_WHAT IS REQUIRED_: Every line from the one containing "Where can the windshield" to the final line of the material below must be reproduced exactly; leave out all other lines.
--- BEGIN ---
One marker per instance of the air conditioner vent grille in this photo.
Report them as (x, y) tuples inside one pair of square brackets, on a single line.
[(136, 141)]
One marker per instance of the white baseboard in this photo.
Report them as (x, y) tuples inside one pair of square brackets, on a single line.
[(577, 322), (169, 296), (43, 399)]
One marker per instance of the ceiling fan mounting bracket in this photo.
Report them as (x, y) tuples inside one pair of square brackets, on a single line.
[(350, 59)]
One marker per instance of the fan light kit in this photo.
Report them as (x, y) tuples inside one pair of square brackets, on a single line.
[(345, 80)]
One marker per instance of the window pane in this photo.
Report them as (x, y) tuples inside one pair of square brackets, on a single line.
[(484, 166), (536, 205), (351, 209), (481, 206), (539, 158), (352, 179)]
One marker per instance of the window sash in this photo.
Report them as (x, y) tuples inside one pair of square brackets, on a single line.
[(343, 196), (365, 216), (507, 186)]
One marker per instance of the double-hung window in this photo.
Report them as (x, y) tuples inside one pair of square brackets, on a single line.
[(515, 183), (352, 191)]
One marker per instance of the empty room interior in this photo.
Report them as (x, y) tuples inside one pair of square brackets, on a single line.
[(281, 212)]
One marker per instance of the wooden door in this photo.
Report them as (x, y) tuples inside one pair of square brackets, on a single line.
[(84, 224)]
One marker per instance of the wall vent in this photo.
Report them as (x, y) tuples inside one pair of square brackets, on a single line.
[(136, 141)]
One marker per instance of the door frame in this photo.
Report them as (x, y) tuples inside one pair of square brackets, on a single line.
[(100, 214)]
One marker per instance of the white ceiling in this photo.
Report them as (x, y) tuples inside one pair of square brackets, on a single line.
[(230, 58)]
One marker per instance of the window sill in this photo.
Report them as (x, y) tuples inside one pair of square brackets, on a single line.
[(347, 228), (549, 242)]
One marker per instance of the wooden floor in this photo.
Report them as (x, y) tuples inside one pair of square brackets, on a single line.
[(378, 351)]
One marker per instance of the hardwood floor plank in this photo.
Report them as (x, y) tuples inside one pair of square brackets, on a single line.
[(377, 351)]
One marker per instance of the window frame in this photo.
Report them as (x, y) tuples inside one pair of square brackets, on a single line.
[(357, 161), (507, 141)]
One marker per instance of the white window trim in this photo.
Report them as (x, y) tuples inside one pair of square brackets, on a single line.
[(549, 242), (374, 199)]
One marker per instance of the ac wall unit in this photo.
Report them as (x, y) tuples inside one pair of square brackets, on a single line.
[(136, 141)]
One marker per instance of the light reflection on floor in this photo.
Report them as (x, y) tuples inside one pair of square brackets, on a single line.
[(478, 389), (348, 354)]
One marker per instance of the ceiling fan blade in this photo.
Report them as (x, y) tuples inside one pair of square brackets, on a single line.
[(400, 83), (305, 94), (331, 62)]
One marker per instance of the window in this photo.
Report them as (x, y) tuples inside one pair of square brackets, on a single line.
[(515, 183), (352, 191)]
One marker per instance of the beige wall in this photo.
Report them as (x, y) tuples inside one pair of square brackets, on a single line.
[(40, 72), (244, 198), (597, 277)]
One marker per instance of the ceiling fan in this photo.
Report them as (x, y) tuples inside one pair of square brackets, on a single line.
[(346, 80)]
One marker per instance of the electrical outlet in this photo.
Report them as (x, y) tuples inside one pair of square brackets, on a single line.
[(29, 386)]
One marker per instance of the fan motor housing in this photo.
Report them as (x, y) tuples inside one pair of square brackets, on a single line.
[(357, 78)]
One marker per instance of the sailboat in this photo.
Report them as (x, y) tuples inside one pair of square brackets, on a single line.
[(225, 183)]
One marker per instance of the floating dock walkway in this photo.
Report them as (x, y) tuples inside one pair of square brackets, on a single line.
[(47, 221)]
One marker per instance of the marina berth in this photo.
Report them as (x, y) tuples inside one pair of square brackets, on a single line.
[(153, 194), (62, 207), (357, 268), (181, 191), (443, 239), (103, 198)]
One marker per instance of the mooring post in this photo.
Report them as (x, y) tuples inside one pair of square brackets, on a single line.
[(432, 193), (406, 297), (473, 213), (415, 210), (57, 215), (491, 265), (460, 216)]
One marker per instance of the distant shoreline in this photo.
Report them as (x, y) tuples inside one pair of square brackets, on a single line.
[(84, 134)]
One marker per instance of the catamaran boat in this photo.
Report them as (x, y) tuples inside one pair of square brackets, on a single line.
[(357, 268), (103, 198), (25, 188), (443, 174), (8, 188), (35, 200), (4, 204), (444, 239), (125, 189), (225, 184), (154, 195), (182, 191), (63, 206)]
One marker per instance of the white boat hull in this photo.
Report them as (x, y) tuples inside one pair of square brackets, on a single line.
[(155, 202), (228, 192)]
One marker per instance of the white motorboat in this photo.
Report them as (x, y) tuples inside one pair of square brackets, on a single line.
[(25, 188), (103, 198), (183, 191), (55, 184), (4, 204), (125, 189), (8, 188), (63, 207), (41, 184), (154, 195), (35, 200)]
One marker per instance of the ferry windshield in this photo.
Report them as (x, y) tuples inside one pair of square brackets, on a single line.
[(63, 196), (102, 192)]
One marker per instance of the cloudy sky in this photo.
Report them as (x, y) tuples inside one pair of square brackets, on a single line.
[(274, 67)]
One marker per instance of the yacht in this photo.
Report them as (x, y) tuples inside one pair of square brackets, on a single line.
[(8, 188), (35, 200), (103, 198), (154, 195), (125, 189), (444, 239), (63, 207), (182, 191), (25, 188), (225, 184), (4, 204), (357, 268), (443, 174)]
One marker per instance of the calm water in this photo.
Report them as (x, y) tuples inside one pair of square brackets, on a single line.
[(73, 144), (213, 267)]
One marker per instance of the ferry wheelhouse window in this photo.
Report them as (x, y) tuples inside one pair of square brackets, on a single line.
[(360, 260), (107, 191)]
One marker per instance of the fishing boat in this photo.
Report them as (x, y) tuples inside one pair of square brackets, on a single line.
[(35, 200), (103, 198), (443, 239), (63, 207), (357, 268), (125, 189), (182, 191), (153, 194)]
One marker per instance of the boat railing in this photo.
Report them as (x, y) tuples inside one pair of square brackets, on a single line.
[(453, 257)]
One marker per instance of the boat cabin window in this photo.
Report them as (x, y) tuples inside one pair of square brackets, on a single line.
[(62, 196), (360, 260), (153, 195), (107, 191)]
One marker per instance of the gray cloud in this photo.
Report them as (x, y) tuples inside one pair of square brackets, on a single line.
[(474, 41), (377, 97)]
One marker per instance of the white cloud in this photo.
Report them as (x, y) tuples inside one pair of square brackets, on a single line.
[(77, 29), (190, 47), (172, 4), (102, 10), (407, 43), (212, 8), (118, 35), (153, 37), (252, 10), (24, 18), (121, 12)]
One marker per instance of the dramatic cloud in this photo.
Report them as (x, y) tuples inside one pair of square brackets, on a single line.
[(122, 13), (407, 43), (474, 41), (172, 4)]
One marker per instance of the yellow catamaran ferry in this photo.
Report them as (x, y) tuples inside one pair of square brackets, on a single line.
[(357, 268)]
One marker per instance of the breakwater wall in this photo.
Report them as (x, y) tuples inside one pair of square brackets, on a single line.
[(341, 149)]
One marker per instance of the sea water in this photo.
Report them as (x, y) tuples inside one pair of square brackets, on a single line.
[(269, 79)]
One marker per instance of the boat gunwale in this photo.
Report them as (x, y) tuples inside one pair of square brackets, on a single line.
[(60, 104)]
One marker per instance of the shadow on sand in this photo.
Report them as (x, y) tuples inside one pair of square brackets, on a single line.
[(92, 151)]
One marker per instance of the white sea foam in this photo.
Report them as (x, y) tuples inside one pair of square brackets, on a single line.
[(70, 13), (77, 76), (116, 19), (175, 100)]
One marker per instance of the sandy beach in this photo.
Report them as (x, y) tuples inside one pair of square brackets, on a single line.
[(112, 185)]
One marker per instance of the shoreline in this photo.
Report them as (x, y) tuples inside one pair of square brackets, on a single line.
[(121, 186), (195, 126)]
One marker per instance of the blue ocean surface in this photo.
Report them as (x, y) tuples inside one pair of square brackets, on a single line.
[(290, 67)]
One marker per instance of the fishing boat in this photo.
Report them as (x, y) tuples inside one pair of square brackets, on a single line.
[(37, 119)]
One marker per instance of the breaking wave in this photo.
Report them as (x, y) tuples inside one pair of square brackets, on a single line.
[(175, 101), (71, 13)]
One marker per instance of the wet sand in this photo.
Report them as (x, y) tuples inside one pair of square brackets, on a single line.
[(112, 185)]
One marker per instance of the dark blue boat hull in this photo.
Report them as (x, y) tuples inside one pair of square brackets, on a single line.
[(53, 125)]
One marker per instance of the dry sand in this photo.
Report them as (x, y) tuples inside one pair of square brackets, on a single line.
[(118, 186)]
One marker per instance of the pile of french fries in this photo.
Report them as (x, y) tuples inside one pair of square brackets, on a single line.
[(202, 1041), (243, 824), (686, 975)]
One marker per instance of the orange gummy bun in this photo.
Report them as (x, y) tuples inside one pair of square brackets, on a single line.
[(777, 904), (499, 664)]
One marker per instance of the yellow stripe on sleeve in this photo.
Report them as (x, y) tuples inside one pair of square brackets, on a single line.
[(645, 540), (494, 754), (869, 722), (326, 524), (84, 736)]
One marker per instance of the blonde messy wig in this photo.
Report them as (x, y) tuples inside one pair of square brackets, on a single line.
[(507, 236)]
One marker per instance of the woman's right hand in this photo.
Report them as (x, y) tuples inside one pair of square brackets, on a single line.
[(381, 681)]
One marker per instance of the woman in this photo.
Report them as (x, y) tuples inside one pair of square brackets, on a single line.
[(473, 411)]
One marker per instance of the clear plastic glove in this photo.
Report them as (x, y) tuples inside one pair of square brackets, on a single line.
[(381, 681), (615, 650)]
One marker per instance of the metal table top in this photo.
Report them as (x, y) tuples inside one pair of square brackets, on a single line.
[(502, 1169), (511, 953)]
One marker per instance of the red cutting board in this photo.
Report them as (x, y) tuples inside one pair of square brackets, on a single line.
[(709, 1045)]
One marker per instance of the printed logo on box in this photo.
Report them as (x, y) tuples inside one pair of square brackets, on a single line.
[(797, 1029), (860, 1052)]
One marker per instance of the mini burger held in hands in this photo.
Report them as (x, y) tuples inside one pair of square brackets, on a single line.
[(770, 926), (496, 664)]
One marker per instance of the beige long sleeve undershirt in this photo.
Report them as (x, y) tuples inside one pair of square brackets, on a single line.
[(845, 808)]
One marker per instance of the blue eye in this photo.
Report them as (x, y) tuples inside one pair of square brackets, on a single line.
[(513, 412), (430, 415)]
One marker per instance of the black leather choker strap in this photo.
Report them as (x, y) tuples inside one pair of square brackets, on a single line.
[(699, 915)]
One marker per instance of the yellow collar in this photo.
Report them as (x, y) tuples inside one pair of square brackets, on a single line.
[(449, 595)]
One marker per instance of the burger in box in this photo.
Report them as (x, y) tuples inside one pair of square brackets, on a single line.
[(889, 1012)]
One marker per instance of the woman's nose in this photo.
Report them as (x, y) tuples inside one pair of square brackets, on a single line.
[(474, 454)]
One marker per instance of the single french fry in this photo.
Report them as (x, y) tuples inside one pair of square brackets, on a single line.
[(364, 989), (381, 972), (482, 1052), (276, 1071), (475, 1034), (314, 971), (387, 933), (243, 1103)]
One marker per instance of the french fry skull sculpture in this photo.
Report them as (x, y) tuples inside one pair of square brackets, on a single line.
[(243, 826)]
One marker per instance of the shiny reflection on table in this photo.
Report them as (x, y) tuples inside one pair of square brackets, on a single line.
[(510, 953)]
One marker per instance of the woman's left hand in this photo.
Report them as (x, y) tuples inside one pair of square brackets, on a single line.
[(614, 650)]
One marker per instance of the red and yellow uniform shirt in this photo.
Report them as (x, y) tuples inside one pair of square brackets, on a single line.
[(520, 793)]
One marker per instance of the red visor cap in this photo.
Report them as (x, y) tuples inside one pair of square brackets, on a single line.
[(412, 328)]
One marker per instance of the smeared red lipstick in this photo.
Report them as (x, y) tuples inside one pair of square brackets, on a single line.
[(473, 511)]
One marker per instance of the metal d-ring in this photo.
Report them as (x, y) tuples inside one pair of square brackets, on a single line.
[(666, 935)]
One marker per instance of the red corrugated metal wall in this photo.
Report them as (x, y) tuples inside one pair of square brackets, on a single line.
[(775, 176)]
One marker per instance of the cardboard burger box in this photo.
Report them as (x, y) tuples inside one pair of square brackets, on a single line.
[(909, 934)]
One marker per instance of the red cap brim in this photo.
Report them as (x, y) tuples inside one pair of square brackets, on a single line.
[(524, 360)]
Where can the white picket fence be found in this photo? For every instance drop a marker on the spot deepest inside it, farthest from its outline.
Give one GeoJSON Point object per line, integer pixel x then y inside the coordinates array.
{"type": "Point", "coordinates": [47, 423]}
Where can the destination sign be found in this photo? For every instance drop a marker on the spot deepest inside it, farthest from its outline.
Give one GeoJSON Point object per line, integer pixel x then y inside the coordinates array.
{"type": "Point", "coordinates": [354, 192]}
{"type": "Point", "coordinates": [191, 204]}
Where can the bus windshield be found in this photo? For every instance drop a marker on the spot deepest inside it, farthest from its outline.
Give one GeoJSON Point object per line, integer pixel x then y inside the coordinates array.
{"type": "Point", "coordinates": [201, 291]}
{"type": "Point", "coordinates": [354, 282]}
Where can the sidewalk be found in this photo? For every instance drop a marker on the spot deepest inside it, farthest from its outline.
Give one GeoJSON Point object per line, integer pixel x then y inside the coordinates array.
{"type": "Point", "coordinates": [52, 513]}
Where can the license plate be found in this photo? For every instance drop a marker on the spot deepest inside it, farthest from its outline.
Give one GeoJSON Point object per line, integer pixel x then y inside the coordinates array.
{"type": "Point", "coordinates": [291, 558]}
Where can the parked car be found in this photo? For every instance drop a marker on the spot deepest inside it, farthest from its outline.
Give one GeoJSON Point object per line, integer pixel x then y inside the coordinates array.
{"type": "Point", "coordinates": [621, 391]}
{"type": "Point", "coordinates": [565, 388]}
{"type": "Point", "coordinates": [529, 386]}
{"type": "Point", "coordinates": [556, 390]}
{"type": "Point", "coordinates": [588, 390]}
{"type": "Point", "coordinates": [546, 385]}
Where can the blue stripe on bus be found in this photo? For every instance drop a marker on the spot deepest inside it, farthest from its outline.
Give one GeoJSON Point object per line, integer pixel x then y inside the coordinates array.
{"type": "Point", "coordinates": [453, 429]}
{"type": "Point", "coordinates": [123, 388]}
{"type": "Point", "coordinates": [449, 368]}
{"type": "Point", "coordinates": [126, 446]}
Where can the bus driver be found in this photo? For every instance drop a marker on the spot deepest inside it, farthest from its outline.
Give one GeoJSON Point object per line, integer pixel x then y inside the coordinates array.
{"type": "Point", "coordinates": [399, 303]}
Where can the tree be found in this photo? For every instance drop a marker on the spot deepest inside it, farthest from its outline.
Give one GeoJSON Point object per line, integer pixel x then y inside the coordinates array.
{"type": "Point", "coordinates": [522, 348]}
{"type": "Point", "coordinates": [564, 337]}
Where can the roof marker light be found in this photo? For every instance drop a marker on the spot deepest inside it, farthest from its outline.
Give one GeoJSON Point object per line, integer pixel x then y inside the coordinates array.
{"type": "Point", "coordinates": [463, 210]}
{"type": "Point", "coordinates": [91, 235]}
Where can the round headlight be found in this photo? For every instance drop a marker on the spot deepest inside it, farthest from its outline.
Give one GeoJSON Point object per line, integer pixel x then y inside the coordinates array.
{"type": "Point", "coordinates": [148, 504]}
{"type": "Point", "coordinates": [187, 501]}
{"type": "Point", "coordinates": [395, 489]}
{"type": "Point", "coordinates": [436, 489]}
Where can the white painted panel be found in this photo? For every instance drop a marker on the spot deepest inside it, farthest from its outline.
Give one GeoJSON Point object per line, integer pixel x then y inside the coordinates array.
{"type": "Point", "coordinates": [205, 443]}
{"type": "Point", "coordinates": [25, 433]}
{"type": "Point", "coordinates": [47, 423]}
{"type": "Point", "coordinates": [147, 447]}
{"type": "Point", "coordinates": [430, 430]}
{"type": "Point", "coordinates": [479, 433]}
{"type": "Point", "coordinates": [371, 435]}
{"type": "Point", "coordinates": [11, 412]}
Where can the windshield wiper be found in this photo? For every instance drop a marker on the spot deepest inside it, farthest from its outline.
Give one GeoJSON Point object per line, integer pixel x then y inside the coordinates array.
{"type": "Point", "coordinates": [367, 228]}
--- END ---
_EXERCISE SOLUTION_:
Where can the windshield wiper be found in this photo? For every instance drop a marker on the spot deepest inside it, farthest from its outline.
Give one GeoJSON Point object per line, integer pixel x then y inside the coordinates array.
{"type": "Point", "coordinates": [367, 228]}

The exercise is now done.